> Задание: Продолжите помещенный ниже отрывок о проводах священника Петрова. Начните сразу после последней приведенной фразы.

> Приведённый отрывок:
===============

Вдруг все догадались и массой бросились к кассе 3-го класса брать билеты до ‘Александровской’ (1-й полустанок). Это чтобы только получить право выйти к поезду и проводить ‘вплотную’.
Дебаркадер моментально был залит народом.
Пищала какая-то старушка, и басил старый генерал:
— Эти дамы! Эти дамы! Пройти к поезду нельзя. Позвольте! Пропустите! Задавили!
Я оглянулся: и ‘дам’ совсем немного, да и то чуть ли не родственницы свящ. Петрова. Да и что в ‘даме’, разве не душа? Разве она не христианка? И почему ‘дама’, если жертвует на монастырь, кладет на церковное блюдо за обеднею или ставит восковую свечку, купленную у ктитора, — это ‘благопотребно’ и ‘дама’ представляется как жена мироносица, а вот если она читает книжки свящ. Петрова: ‘Долой пьянство!’ или ‘Зерна добра’, — то она уже просто ‘дама’, и притом, в противоположность гоголевской, ‘неприятная во всех отношениях’.
И я любящим взглядом оглянул и ‘дам’, и мужиков, и студентов (было много из духовной академии), мешая всех в кучу и думая, как в детской игре: ‘Мала куча’.
* * *
Проводили. И хочется мне вслед доброму священнику бросить листок из его же книжки. Это только что появившийся сборник его статей под общим заглавием: ‘Камо грядеши?’ Тут, мне кажется, сказалось у автора что-то автобиографическое: как бы анонимное его исповедание. Вот эти строки:
‘Я прошлым летом познакомился с одним молодым священником, талантливым проповедником, писателем и ученым богословом. Он был ранее на завидной дороге: занимал профессорскую кафедру, имел блестящие знакомства среди высшей аристократии, ему пророчили редкую карьеру, сулили кардинальство.
Сын каменщика, молотобойца, который всю жизнь дробил щебень при дорогах, он был желанным гостем в княжеских и графских домах. И когда, несколько лет тому назад, в стране поднялось сильное народное движение в защиту угнетенного труда, он все бросил и пошел к народу. Высшие круги общества рассчитывали найти в нем сладкоречивого и успокаивающего погонщика для народного стада, надеялись видеть в нем духовного охранителя своего материального благополучия и, обманутые в своей надежде, озлобились сверх меры на него. Они его корили, клеймили волком в овечьей шкуре, обливали грязью, осыпали угрозами. Иные его молили опомниться!
— Одумайтесь. Вернитесь к нам. Вы так нужны были нам. Мы так любили вас. Куда, на что идете вы? Подумайте, что вы теряете!

===============

> Предоставленные данные:
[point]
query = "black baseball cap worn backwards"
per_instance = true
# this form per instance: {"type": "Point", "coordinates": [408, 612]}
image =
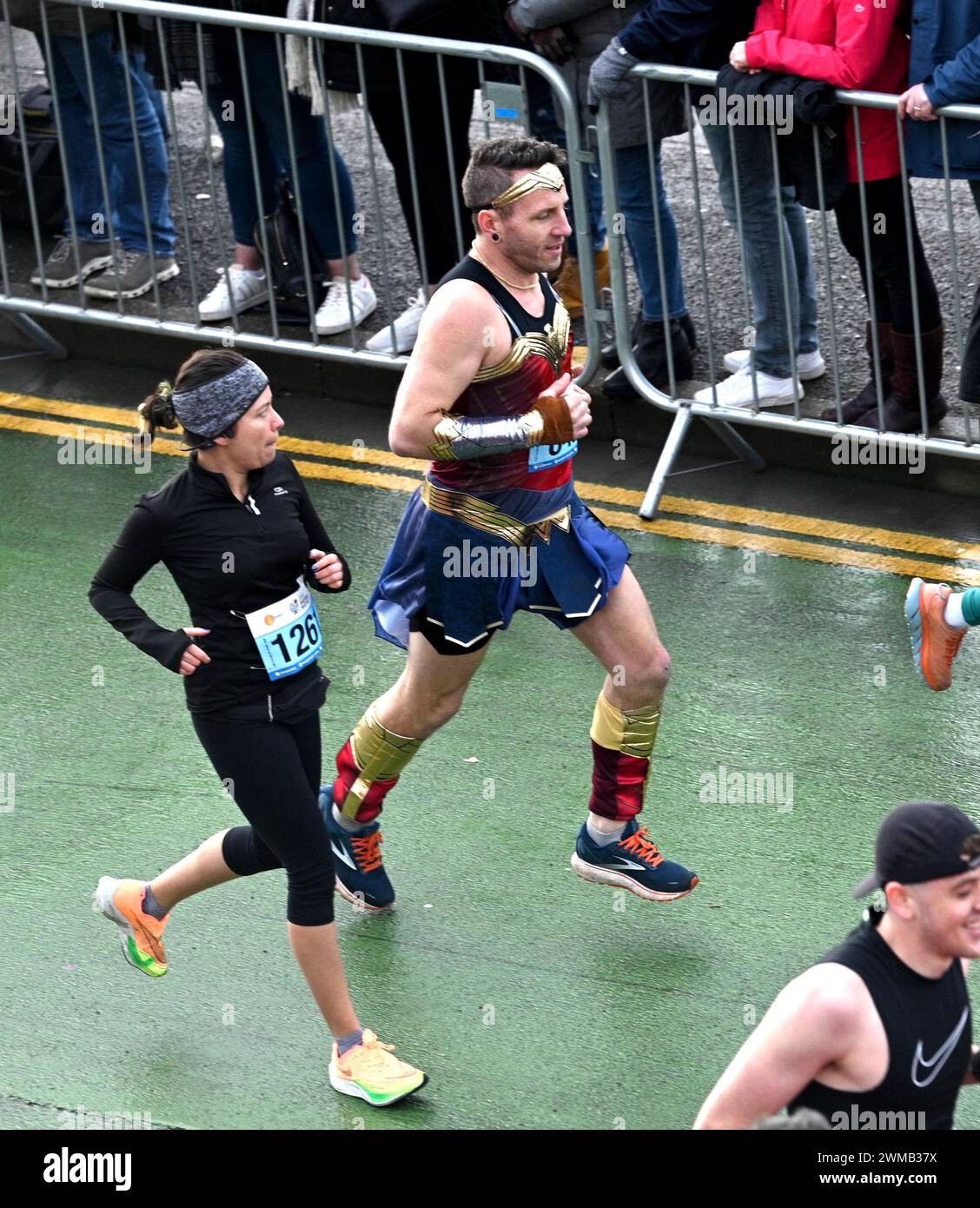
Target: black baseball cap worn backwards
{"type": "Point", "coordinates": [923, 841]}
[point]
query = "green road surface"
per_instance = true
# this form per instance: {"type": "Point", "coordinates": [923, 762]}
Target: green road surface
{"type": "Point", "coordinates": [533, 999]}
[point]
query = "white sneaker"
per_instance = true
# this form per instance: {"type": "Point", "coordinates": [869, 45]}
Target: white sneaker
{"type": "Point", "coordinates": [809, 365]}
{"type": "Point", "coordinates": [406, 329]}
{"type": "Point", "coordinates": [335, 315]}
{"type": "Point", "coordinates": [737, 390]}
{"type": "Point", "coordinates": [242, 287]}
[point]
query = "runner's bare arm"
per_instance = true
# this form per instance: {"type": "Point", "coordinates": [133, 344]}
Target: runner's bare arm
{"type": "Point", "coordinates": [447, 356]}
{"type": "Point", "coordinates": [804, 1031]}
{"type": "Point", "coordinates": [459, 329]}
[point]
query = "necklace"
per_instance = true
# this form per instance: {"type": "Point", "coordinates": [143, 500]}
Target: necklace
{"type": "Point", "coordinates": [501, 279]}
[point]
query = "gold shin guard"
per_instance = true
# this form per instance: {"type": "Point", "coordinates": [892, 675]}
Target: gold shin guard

===============

> Письменный ответ:
— Не теряю, а нахожу>,, — отвечал он им. — Здесь, с вами, я действительно потерял бы самое дорогое и высокое. Я потерял бы себя. Да и начинал, пожалуй, терять среди вашей сытости и довольства собой. Теперь довольно. Я — сын народа и иду к моим братьям. Вы все от них взяли. Взяли довольство, взяли ум, взяли вдохновение, взяли даже религию. И наука с ее профессорами служит только вам, — к народным массам не доходит. Вы пристроили к себе на службу, как лакея, и искусство: музыка, пение, картины, статуи, театры, опера, концерты, музеи, — все это вам служит, а народу неведомо и недоступно. Вы и религию обрекли себе на службу: народу оставлено одно суеверие. Теперь вы и мою душу хотите взять на послуги вам. Из служителя Божией правды вы хотите сделать меня вашим слугой, утехой вашей духовной, приятным гладильщиком и ласкателем вашей себялюбивой души. Нет, я не с вами, я с народом. Народ страдает, и я хочу страдать за него. Я хочу этих страданий за народ. Мне они будут в радость. Я буду ими гордиться. Встречу их как сверхмерную награду’.
Так он говорил.
Когда я познакомился с ним летом в маленьком селенье на берегу Неаполитанского залива, он отдыхал там, лечился после многомесячного тюремного заключения. И нужно было видеть, с каким спокойным, светлым выражением лица говорил он о своих мытарствах.
— Одна беда, огорчение, — мило улыбался он, — моя мать, чудная, но простая темная старушка, не понимает меня, все вздыхает:
— Ах бамбино, бамбино (дитя мое), как ты глупо сделал. Был на такой дороге. Так хорошо начал. И так кончил…
— Я еще не кончил, мам, — утешаю я ее. — Я еще начинаю. А кончу я, мам, хорошо.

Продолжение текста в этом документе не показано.